• [Extract]:

>> Start

Graphical Representation Series

An exchange rate (XR) is the rate at which one currency will be exchanged for another currency, and thus XRs are used in everything related to trades, several processes in Finance relying on them. There are various sources for the XR like the European Central Bank (ECB) that provide the row data and various analyses including graphical representations varying in complexity. Conversely, XRs' processing offers some opportunities for learning techniques for data visualization.

On ECB there are monthly, yearly, daily and biannually XRs from EUR to the various currencies which by triangulation allow to create XRs for any of the currencies involved. If N currencies are involved for one time unit in the process (e.g. N-1 XRs) , the triangulation generates NxN values for only one time division, the result being tedious to navigate. A matrix like the one below facilitates identifying the value between any of the currencies:

The table needs to be multiplied by 12, the number of months, respectively by the number of years, and filter allowing to navigate the data as needed. For many operations is just needed to look use the EX for a given time division. There are however operations in which is needed to have a deeper understanding of one or more XR's evolution over time (e.g. GBP to NOK).

Moreover, for some operations is enough to work with two decimals, while for others one needs to use up to 6 or even more decimals for each XR. Occasionally, one can compromise and use 3 decimals, which should be enough for most of the scenarios. Making sense of such numbers is not easy for most of us, especially when is needed to compare at first sight values across multiple columns. Summary tables can help:

Statistics like Min. (minimum), Max. (maximum), Max. - Min. (range), Avg. (average) or even StdDev. (standard deviation) can provide some basis for further analysis, while sparklines are ideal for showing trends over a time interval (e.g. months).

Usually, a heatmap helps to some degree to navigate the data, especially when there's a plot associated with it:

In this case filtering by column in the heatmap allows to see how an XR changed for the same month over the years, while the trendline allows to identify the overall tendency (which is sensitive to the number of years considered). Showing tendencies or patterns for the same month over several years complements the yearly perspective shown via sparklines.

Fortunately, there are techniques to reduce the representational complexity of such numbers. For example, one can use as basis the XRs for January (see Base Jan), and represent the other XRs only as differences from the respective XR. Thus, in the below table for February is shown the XR difference between February and January (13.32-13.22=0.10). The column for January is zero and could be omitted, though it can still be useful in further calculations (e.g. in the calculation of averages) based on the respective data..

This technique works when the variations are relatively small (e.g. the values vary around 0). The above plots show the respective differences for the whole year, respectively only for four months. Given a bigger sequence (e.g. 24, 28 months) one can attempt to use the same technique, though there's a point beyond which it becomes difficult to make sense of the results. One can also use the year end XR or even the yearly average for the same, though it adds unnecessary complexity to the calculations when the values for the whole year aren't available.

>> End

• [Extracted information]:

>> Start

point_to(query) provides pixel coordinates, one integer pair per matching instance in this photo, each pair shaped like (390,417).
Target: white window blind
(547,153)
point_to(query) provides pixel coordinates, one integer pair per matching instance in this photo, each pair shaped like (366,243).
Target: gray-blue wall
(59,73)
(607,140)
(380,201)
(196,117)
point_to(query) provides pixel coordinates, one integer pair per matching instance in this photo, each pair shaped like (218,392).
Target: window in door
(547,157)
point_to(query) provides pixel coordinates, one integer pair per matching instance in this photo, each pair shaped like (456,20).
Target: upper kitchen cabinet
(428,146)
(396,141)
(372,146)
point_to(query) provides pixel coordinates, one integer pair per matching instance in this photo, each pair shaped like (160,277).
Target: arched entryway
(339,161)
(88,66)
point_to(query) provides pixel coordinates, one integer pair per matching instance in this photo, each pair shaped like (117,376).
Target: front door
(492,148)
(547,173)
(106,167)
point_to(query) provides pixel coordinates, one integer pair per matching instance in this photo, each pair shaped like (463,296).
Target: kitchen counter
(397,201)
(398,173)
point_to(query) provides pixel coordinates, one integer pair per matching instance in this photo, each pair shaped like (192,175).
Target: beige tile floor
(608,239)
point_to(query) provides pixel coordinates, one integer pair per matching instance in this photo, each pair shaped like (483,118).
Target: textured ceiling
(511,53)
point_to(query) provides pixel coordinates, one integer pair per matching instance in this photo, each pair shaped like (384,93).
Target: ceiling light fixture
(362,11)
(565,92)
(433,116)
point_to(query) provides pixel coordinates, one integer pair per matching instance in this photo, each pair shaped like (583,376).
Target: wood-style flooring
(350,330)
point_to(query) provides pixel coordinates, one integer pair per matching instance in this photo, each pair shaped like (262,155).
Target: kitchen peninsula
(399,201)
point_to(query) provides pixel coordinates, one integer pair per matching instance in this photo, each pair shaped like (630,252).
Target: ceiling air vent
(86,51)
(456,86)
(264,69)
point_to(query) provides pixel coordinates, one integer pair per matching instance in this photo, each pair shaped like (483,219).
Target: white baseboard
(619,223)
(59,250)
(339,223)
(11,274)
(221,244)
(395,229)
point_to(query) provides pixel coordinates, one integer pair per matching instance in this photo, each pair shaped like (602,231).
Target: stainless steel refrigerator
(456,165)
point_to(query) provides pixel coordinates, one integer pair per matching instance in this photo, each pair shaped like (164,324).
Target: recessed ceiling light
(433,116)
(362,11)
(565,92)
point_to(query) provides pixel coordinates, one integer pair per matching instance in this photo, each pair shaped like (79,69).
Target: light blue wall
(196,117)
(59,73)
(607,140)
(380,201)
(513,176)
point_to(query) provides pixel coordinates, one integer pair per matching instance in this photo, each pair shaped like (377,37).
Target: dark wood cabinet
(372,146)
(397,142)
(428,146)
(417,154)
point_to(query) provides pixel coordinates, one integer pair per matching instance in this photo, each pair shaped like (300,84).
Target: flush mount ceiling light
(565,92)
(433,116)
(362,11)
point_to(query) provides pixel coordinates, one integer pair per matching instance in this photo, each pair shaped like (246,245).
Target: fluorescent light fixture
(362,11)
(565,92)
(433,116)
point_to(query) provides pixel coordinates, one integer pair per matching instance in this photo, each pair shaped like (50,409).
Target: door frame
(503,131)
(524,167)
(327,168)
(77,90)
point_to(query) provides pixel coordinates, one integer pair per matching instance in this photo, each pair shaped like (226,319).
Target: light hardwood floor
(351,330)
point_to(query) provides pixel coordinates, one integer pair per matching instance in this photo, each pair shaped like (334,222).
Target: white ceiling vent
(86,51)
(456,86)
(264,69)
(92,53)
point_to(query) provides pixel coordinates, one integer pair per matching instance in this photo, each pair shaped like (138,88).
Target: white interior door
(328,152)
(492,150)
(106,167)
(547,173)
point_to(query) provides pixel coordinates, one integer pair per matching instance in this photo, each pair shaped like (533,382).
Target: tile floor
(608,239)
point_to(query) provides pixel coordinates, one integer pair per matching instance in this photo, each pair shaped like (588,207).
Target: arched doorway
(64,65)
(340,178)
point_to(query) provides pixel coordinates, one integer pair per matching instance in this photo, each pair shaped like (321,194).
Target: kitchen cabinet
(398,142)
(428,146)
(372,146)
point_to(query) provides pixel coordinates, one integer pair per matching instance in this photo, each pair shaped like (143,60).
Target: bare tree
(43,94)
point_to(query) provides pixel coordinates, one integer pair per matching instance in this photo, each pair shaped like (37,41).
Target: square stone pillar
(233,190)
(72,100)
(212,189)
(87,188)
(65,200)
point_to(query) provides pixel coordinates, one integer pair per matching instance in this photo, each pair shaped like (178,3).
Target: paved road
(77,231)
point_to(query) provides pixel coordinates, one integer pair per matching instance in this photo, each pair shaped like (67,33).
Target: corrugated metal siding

>> End

• [Challenges]:
1. Answer these questions using the exchange-rate text.
(a) When N currencies are involved, how many values does triangulation generate for one time division?
(b) How many decimals should be enough for most scenarios?
(c) In the Base Jan example, what is the difference between the February and January exchange rates?
2. Copy everything in the exchange-rate text from "Fortunately, there are" down to "the respective data..", substituting "exchange rates" for "XRs".

• [Response list]:
1.
(a) NxN values.
(b) 3 decimals.
(c) 0.10 (13.32-13.22).

2.
Fortunately, there are techniques to reduce the representational complexity of such numbers. For example, one can use as basis the exchange rates for January (see Base Jan), and represent the other exchange rates only as differences from the respective XR. Thus, in the below table for February is shown the XR difference between February and January (13.32-13.22=0.10). The column for January is zero and could be omitted, though it can still be useful in further calculations (e.g. in the calculation of averages) based on the respective data..